(Data for analysis)
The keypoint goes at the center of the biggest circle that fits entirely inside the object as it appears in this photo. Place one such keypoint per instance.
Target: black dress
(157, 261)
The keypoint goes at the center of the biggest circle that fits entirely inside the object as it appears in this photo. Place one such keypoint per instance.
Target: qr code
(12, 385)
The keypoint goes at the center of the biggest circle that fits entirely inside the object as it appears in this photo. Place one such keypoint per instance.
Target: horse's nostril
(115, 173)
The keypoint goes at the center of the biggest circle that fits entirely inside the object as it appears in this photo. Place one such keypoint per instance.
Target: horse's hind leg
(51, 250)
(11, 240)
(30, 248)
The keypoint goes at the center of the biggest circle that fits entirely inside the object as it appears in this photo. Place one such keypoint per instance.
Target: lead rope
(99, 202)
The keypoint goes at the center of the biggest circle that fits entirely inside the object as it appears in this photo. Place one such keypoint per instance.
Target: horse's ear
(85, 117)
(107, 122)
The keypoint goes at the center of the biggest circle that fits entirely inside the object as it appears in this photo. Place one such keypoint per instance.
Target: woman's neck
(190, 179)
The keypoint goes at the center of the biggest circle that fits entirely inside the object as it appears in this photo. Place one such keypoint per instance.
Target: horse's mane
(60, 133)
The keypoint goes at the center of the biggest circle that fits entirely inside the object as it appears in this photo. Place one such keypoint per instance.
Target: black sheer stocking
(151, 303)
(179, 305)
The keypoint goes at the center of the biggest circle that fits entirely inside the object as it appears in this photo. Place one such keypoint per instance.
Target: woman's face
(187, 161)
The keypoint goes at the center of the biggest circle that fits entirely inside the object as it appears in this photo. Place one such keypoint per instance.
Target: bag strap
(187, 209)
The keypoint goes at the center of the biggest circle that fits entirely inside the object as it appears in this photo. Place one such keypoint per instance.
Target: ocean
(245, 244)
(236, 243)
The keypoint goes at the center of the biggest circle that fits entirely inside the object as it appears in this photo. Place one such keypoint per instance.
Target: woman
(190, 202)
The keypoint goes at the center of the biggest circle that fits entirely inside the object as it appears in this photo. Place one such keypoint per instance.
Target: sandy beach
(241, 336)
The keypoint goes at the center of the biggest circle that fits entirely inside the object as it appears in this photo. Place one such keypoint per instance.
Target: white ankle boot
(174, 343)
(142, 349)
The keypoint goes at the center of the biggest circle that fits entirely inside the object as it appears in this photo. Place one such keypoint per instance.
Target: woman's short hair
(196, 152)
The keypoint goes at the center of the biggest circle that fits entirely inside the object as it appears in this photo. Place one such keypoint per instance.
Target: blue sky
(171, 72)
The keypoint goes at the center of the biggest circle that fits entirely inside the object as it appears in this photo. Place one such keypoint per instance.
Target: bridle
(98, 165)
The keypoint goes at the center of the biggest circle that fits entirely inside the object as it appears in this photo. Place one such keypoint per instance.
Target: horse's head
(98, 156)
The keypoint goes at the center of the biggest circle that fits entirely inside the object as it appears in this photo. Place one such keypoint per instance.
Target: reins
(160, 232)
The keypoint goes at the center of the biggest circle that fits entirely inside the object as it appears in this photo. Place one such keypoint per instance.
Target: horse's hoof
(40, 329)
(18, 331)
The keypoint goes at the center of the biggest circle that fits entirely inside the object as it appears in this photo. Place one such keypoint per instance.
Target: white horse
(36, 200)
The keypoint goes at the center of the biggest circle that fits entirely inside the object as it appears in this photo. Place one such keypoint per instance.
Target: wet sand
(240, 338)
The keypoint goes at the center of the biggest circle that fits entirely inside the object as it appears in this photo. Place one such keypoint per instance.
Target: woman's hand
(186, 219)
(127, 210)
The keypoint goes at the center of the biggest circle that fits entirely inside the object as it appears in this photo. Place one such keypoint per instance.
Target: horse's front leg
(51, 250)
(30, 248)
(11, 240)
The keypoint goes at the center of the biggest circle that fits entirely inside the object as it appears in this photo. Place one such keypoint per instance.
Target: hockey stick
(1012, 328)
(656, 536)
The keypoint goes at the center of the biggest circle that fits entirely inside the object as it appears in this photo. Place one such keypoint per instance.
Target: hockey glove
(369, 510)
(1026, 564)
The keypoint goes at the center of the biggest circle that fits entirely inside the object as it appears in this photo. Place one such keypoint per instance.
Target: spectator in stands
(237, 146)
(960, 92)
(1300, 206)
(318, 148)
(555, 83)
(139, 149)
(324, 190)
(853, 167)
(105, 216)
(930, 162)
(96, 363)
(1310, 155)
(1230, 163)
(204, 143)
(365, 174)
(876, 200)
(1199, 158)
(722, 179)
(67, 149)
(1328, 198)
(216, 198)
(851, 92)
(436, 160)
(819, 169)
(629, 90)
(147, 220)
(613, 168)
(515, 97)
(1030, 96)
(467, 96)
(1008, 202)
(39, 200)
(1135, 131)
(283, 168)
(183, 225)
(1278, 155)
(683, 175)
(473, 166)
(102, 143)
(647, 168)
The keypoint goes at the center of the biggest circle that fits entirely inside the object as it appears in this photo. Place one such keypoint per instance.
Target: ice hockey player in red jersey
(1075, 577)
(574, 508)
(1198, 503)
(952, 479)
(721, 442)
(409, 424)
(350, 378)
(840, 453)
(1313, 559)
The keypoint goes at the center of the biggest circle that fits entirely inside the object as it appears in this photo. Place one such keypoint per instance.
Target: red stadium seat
(End Data for analysis)
--- Task instructions ---
Please copy the data in full, character for character.

--- Result ---
The keypoint goes at the center of the biggest circle that fits entirely inside the object as it appears in this photo. Place one such keypoint per instance.
Target: black dress
(157, 261)
The keypoint goes at the center of the biggest circle that fits entirely inside the object as it appears in this photo. Place one such keypoint per instance.
Target: qr code
(12, 385)
The keypoint goes at the center of the biggest circle that fits entirely inside the object as it appears in this photo. Place one such keypoint per instance.
Target: horse's nostril
(115, 173)
The keypoint goes at the center of the biggest circle that fits entirely inside the object as it appears in this photo. Place one such keypoint per instance.
Target: horse's hind leg
(51, 250)
(11, 240)
(30, 248)
The keypoint goes at the center of the biggest circle that fits entirely inside the object as it appears in this photo. Place one such keypoint per instance.
Target: lead rope
(99, 202)
The keypoint goes at the center of the biggest circle that fits entirely inside the object as it appears in this photo. Place one such keypoint per instance.
Target: horse's ear
(85, 117)
(107, 122)
The keypoint goes at the center of the biggest circle that fits entirely inside the object as it appears in this photo. Place one such keypoint per instance.
Target: woman's neck
(190, 179)
The keypoint goes at the center of the biggest circle that fits entirely inside the object as it appears in this photo. Place one such keypoint per instance.
Target: horse's mane
(60, 133)
The keypoint goes at the center of the biggest circle that fits entirely inside the object as it appears in this photo. Place one such keypoint per instance.
Target: black sheer stocking
(151, 303)
(179, 305)
The keypoint goes at the center of the biggest circle that fits entirely inside the object as it appears in this photo. Place one such keypoint per instance.
Target: woman's face
(187, 161)
The keypoint goes at the center of the biggest circle that fits entirely inside the object as it appears in this photo. Place one such keypoint per instance.
Target: bag strap
(187, 209)
The keypoint goes at the center of the biggest circle that fits entirely inside the object as it appears in this photo. Place one such keypoint per instance.
Target: ocean
(245, 244)
(236, 243)
The keypoint goes at the center of the biggest circle that fits entirely inside the object as it appears in this photo. Place one such keypoint per instance.
Target: woman
(190, 202)
The keypoint goes at the center of the biggest circle that fits entirely inside the object as it appears in this photo. Place one such keypoint per instance.
Target: sandy beach
(241, 336)
The keypoint goes at the center of the biggest circle that fits entirely inside the object as it appears in this photo. Place one such keypoint per instance.
Target: white ankle boot
(174, 343)
(142, 349)
The keypoint goes at the center of the biggest circle that fits entirely inside the object as it appears in this photo. Place one such keypoint per instance.
Target: woman's short hair
(196, 152)
The keypoint goes at the center of the biggest circle that fits entirely inside the object as it appears in this photo. Place one such keypoint per instance.
Target: blue sky
(171, 72)
The keypoint goes at the center of the biggest circle that fits entirely inside the object as it appears in this photo. Place one such keypoint per instance.
Target: bridle
(98, 165)
The keypoint goes at the center of the biggest circle that fits entirely inside the object as it appears in this photo. Place one such keypoint per instance.
Target: horse's head
(98, 156)
The keypoint goes at the center of the biggest circle that fits entirely inside the object as it appears in this photo. Place one such keypoint per instance.
Target: reins
(160, 232)
The keypoint goes at the center of the biggest circle that fits entirely inside the object as it appears in this photo. Place one such keypoint per instance.
Target: horse's hoof
(40, 329)
(18, 331)
The keypoint goes at the center of the biggest circle that fits entirely inside the object as it appears in this photo. Place one such keypoint per instance.
Target: white horse
(36, 200)
The keypoint goes at the center of the biggest circle that fits entirely inside the object as it appears in this photo. Place one such keypoint per instance.
Target: wet sand
(240, 338)
The keypoint goes at the center of the biggest circle that fits entirely inside the object as it appears in this photo. Place one such keypoint per instance.
Target: woman's hand
(186, 219)
(127, 210)
The keypoint goes at the center of the biggest circle that fits entirely inside the object as it appears in this photo. Place one such keypoint per instance.
Target: horse's front leg
(51, 250)
(30, 248)
(11, 240)
The keypoint goes at the center of the biggest circle that fits entirely inside the object as it appears in this photo. Place one such keypoint per instance.
Target: hockey stick
(1012, 328)
(656, 536)
The keypoint goes at the center of the biggest circle that fits entirely inside the object as it appears in this photo. Place one such keypoint per instance.
Target: hockey glove
(369, 510)
(1026, 564)
The keypoint goes at the center of the biggest circle that fits entirely inside the object as it appears in this photo. Place one such keypoint per instance.
Target: spectator in stands
(237, 146)
(960, 92)
(1300, 206)
(318, 148)
(555, 83)
(139, 149)
(324, 190)
(853, 167)
(105, 216)
(930, 162)
(96, 363)
(1310, 155)
(1230, 163)
(204, 143)
(365, 174)
(876, 200)
(1199, 158)
(722, 179)
(67, 149)
(1328, 198)
(216, 198)
(851, 92)
(436, 160)
(819, 169)
(629, 90)
(147, 220)
(613, 168)
(515, 97)
(1030, 96)
(467, 96)
(1008, 202)
(39, 200)
(1135, 131)
(283, 168)
(183, 225)
(1278, 155)
(683, 175)
(473, 166)
(102, 143)
(647, 168)
The keypoint goes at the center of the biggest circle that fits entirely inside the object as it appears in this photo. Place one such keypoint per instance.
Target: ice hockey player in red jersey
(1075, 577)
(574, 508)
(1198, 503)
(952, 479)
(721, 442)
(409, 424)
(350, 378)
(840, 453)
(1313, 559)
The keypoint goes at the center of the biggest circle that fits entirely inside the object as it appears in this photo. Place one such keypoint per instance.
Target: red stadium seat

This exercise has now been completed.